TRY IT — Copy the passage of the Caribbean aviation text word for word, from "Today, the Caribbean" to "and diversified partnerships.".

Rising fuel prices played a triggering role, but the underlying problems were deeper: shrinking margins, intense competition, and a business model under constant pressure.

Beyond the airline’s collapse, the Puerto Rico case highlights a central paradox of air transport. While route capacity can often be absorbed by competing airlines, the disappearance of an ultra-low-cost carrier profoundly changes the pricing balance of the market.

In other words, connectivity may remain, but affordability deteriorates.

In highly price-sensitive markets such as routes linking Puerto Rico to the U.S. mainland, Spirit helped contain fare levels on high-traffic routes used by tourists, residents, students, and business travelers alike.

Its disappearance therefore represents not only a reorganization of supply, but also a structural increase in fares that could affect medium-term demand.

In the Caribbean, History Repeats Itself: The LIAT Case

The case of LIAT remains particularly emblematic.

Founded in 1974, the historic inter-Caribbean carrier was majority-owned by regional governments, particularly Antigua and Barbuda and Barbados. This public governance reflected a strong political commitment to maintaining regional connectivity despite limited profitability.

Over the years, the airline accumulated persistent deficits. Already weakened before the pandemic, LIAT underwent a major restructuring in 2020 without managing to restore long-term financial balance.

In 2024, LIAT ultimately ceased operations after operating at a loss with a drastically reduced fleet, reportedly down to a single aircraft in its final months.

Since then, a new entity — LIAT Air — has attempted to relaunch operations on more cautious foundations, without assuming the airline’s previous debt burden.

Recovery Attempts in a Fragmented Market

Today, the Caribbean aviation landscape is being reshaped around smaller operators and more cautious strategies.

Airlines such as LIAT Air, Sky High, and Sunrise Airways are attempting to fill the gaps left by successive bankruptcies by adopting more flexible models: gradual expansion, limited capacity growth, and diversified partnerships.

This restructuring reflects the market’s adaptation, but it also results in a fragmented supply that raises questions about long-term sustainability and network coherence.

Rethinking the Model in a Context of Lasting Crisis

The collapse of Air Antilles comes at a particularly tense moment for the airline industry.

Jet fuel costs — which can account for 30 to 40 percent of operating expenses — continue to weigh heavily on financial balances. This volatility is forcing some airlines to reduce frequencies or suspend routes for upcoming seasons.

In this environment, some French carriers such as Air Caraïbes, Air France, and Saint-Barth Commuter appear more resilient. Their strength lies in more integrated business models combining long-haul operations with regional services, while adapting capacity according to seasonality.

DATA EXTRACT —
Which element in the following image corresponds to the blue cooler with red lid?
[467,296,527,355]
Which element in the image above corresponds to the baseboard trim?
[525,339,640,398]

SOLUTION —
Today, the Caribbean aviation landscape is being reshaped around smaller operators and more cautious strategies.

Airlines such as LIAT Air, Sky High, and Sunrise Airways are attempting to fill the gaps left by successive bankruptcies by adopting more flexible models: gradual expansion, limited capacity growth, and diversified partnerships.